_Wat te maken_
Neem het stuk van de records vanaf de regel met "locate brush cutter" tot en met het einde over, maar vervang "grass" door "weeds". Laat al het andere ongewijzigd.

==== Invoer ====

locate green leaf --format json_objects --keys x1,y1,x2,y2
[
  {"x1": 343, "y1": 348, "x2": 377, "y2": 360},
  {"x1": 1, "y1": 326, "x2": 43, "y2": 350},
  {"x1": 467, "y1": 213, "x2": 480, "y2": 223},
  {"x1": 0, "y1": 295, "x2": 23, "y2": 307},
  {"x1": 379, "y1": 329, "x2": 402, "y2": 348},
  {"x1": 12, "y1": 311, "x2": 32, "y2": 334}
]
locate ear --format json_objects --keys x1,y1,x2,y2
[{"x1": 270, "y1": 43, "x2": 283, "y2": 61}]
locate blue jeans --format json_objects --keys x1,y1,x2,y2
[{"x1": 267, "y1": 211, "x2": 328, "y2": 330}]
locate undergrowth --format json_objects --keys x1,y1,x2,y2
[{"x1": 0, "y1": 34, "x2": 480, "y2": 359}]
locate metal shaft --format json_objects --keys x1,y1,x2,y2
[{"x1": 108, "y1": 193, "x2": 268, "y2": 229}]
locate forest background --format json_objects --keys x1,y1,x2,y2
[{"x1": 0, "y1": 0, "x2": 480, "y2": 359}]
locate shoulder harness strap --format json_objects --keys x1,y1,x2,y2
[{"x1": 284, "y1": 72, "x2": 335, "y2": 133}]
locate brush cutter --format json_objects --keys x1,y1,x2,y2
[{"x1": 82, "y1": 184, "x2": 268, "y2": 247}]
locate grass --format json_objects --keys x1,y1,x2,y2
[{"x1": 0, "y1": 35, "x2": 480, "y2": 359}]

====

_Verwacht antwoord_
locate brush cutter --format json_objects --keys x1,y1,x2,y2
[{"x1": 82, "y1": 184, "x2": 268, "y2": 247}]
locate weeds --format json_objects --keys x1,y1,x2,y2
[{"x1": 0, "y1": 35, "x2": 480, "y2": 359}]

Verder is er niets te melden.